━━━ Provided data

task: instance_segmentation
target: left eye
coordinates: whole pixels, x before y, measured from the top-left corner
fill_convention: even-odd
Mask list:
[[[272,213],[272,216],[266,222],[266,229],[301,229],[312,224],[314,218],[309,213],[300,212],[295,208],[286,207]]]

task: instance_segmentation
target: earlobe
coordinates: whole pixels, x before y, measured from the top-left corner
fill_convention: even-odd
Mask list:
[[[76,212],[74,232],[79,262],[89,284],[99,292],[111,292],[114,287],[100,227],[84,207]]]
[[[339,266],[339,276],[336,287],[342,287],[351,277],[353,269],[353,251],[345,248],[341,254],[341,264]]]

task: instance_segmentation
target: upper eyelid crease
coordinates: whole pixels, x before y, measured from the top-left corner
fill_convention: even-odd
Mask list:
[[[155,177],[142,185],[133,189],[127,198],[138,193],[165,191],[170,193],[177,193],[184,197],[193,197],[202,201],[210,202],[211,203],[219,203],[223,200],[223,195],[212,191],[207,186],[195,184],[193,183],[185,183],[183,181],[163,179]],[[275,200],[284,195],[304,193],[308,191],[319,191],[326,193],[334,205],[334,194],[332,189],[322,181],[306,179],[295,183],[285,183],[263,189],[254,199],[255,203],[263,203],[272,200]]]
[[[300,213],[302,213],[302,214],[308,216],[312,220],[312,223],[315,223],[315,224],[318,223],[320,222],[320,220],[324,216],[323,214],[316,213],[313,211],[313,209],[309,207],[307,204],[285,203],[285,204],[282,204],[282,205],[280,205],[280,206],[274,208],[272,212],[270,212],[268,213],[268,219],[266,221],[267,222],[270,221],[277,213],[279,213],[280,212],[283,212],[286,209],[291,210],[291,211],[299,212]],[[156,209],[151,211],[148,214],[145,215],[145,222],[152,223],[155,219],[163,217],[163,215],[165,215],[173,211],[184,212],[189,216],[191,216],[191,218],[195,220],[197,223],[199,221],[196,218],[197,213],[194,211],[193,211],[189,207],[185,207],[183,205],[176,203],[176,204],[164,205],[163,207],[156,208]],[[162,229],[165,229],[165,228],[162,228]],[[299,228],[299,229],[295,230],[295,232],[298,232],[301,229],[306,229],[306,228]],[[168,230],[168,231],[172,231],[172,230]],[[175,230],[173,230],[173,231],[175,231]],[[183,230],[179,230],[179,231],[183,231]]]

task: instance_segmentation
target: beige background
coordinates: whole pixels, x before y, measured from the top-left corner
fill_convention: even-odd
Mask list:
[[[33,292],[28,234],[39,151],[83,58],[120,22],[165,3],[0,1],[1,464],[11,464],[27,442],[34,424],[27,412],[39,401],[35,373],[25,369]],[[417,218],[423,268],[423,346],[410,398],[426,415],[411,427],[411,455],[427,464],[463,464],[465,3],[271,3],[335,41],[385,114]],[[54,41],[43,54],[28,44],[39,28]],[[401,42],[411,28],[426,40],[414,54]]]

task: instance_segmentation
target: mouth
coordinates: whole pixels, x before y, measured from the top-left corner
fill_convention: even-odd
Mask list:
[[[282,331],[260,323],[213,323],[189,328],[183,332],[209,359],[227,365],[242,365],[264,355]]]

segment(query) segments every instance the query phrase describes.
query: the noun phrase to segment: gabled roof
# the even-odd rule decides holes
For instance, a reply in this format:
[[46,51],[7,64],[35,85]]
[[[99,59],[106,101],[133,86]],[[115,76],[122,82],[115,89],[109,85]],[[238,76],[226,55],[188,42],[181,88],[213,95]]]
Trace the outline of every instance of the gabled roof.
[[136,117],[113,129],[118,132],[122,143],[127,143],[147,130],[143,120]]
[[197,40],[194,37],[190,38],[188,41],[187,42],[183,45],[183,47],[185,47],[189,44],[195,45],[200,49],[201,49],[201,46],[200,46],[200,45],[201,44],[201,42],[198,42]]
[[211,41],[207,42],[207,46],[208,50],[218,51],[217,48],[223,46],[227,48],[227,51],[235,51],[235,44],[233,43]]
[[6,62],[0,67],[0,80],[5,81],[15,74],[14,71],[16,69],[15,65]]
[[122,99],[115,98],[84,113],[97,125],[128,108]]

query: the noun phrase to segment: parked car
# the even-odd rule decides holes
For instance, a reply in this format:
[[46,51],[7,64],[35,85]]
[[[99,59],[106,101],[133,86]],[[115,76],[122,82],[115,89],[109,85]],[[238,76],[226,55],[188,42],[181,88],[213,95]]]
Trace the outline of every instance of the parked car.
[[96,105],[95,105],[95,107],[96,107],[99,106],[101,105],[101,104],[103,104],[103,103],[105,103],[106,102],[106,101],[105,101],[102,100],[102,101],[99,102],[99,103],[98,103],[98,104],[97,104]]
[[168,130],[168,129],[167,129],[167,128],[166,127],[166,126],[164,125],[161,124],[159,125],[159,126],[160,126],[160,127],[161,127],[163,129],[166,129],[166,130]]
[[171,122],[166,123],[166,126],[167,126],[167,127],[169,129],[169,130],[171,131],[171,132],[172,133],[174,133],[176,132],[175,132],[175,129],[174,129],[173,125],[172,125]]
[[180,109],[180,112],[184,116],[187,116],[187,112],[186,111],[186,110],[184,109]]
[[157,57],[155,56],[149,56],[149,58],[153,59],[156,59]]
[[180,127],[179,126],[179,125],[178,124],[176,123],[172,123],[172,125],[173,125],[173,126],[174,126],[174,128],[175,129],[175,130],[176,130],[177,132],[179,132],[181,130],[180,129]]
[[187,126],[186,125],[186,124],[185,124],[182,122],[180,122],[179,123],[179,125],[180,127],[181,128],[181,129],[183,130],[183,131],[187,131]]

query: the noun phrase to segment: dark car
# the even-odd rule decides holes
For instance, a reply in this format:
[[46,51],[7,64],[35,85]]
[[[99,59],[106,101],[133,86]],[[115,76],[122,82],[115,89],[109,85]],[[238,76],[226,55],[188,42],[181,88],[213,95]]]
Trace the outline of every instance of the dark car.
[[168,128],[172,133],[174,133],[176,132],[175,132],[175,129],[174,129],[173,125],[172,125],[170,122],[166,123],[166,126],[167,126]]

━━━━━━

**Problem statement**: Reproduce every line of the items above without any changes.

**Worked solution**:
task: instance_segmentation
target: left eye
coordinates: whole pixels, x before y, measured from the top-left corner
fill_convention: even-odd
Mask list:
[[[272,213],[272,216],[266,222],[266,229],[301,229],[312,224],[314,218],[309,213],[300,212],[295,208],[286,207]]]

task: instance_segmentation
target: earlobe
coordinates: whole pixels, x before y, measured from the top-left corner
fill_convention: even-odd
Mask list:
[[[76,212],[74,232],[79,262],[89,284],[99,292],[111,292],[114,287],[100,227],[84,207]]]
[[[339,266],[339,276],[336,287],[342,287],[351,277],[353,269],[353,251],[345,248],[341,254],[341,264]]]

task: instance_segmentation
target: upper eyelid crease
coordinates: whole pixels, x before y, measured from the top-left corner
fill_convention: even-odd
Mask list:
[[[155,177],[142,185],[133,189],[127,198],[138,193],[165,191],[170,193],[177,193],[184,197],[193,197],[202,201],[210,202],[211,203],[219,203],[223,200],[223,195],[212,191],[207,186],[195,184],[193,183],[185,183],[183,181],[163,179]],[[275,200],[284,195],[304,193],[308,191],[319,191],[326,193],[334,205],[334,194],[332,189],[322,181],[306,179],[295,183],[285,183],[263,189],[254,199],[255,203],[263,203],[272,200]]]
[[[300,213],[302,213],[302,214],[308,216],[312,220],[312,223],[315,223],[315,224],[318,223],[320,222],[320,220],[324,216],[323,214],[316,213],[313,211],[313,209],[309,207],[307,204],[285,203],[285,204],[282,204],[282,205],[280,205],[280,206],[274,208],[272,212],[270,212],[268,213],[268,219],[266,221],[267,222],[270,221],[277,213],[279,213],[280,212],[283,212],[286,209],[291,210],[291,211],[299,212]],[[156,209],[151,211],[148,214],[145,215],[145,222],[152,223],[155,219],[163,217],[163,215],[165,215],[173,211],[184,212],[189,216],[191,216],[191,218],[195,220],[197,223],[199,221],[196,218],[197,213],[194,211],[193,211],[189,207],[185,207],[183,205],[176,203],[176,204],[164,205],[163,207],[156,208]],[[162,229],[165,229],[165,228],[162,228]],[[299,228],[299,229],[295,230],[295,232],[298,232],[301,229],[306,229],[306,228]],[[168,230],[168,231],[172,231],[172,230]],[[175,230],[173,230],[173,231],[175,231]],[[183,230],[179,230],[179,231],[183,231]]]

task: instance_segmentation
target: beige background
coordinates: whole pixels, x before y, measured from the top-left corner
fill_convention: even-odd
Mask list:
[[[33,292],[28,234],[39,151],[83,58],[120,22],[165,3],[0,1],[1,464],[11,464],[27,442],[34,424],[27,412],[39,401],[35,373],[25,369]],[[417,218],[423,268],[423,346],[410,398],[426,415],[411,427],[411,455],[427,464],[463,464],[465,3],[271,3],[335,41],[385,114]],[[54,41],[43,54],[28,44],[39,28]],[[401,42],[411,28],[426,40],[414,54]]]

task: instance_segmentation
target: mouth
coordinates: whole pixels, x before y, measured from the top-left corner
fill_convention: even-odd
Mask list:
[[[282,331],[260,323],[213,323],[189,328],[183,332],[209,359],[227,365],[242,365],[264,355]]]

segment(query) segments every instance the query phrase describes.
query: the noun phrase to segment: gabled roof
# the even-odd rule decides holes
For instance, a reply in this format:
[[46,51],[7,64],[35,85]]
[[[99,59],[106,101],[133,86]],[[115,76],[122,82],[115,89],[109,85]],[[238,76],[226,55],[188,42],[181,88],[213,95]]]
Trace the outline of every instance of the gabled roof.
[[136,117],[113,129],[118,132],[122,143],[127,143],[147,130],[143,120]]
[[197,40],[194,37],[190,38],[188,41],[187,42],[183,45],[183,47],[185,47],[189,44],[195,45],[200,49],[201,49],[201,46],[200,46],[200,45],[201,44],[201,42],[198,42]]
[[211,41],[207,42],[207,46],[208,50],[218,51],[217,48],[223,46],[227,48],[227,51],[235,51],[235,44],[233,43]]
[[6,62],[0,67],[0,80],[5,81],[15,74],[14,71],[16,69],[15,65]]
[[122,99],[115,98],[84,113],[97,125],[128,108]]

query: the noun phrase to segment: parked car
# the even-odd rule decides holes
For instance, a reply in this format:
[[46,51],[7,64],[35,85]]
[[[99,59],[106,101],[133,86]],[[115,76],[122,82],[115,89],[109,85]],[[238,76],[226,55],[188,42],[181,88],[213,95]]]
Trace the outline of every instance of the parked car.
[[96,105],[95,105],[95,107],[96,107],[99,106],[101,105],[101,104],[103,104],[103,103],[105,103],[106,102],[106,101],[105,101],[102,100],[102,101],[99,102],[99,103],[98,103],[98,104],[97,104]]
[[168,130],[168,129],[167,129],[167,128],[166,127],[166,126],[164,125],[161,124],[159,125],[159,126],[160,126],[160,127],[161,127],[163,129],[166,129],[166,130]]
[[171,122],[166,123],[166,126],[167,126],[167,127],[169,129],[169,130],[171,131],[171,132],[172,133],[174,133],[176,132],[175,132],[175,129],[174,129],[173,125],[172,125]]
[[180,109],[180,112],[184,116],[187,116],[187,112],[186,111],[186,110],[184,109]]
[[157,57],[155,56],[149,56],[149,58],[153,59],[156,59]]
[[180,127],[179,126],[179,125],[178,124],[176,123],[172,123],[172,125],[173,125],[173,126],[174,126],[174,128],[175,129],[175,130],[176,130],[177,132],[179,132],[181,130],[180,129]]
[[187,126],[186,125],[186,124],[185,124],[182,122],[180,122],[179,123],[179,125],[180,127],[181,128],[181,129],[183,130],[183,131],[187,131]]

query: the noun phrase to segment: dark car
# the even-odd rule decides holes
For instance, a reply in this format:
[[46,51],[7,64],[35,85]]
[[[99,59],[106,101],[133,86]],[[115,76],[122,82],[115,89],[109,85]],[[238,76],[226,55],[188,42],[181,88],[213,95]]]
Trace the outline of every instance of the dark car.
[[168,128],[172,133],[174,133],[176,132],[175,132],[175,129],[174,129],[173,125],[172,125],[170,122],[166,123],[166,126],[167,126]]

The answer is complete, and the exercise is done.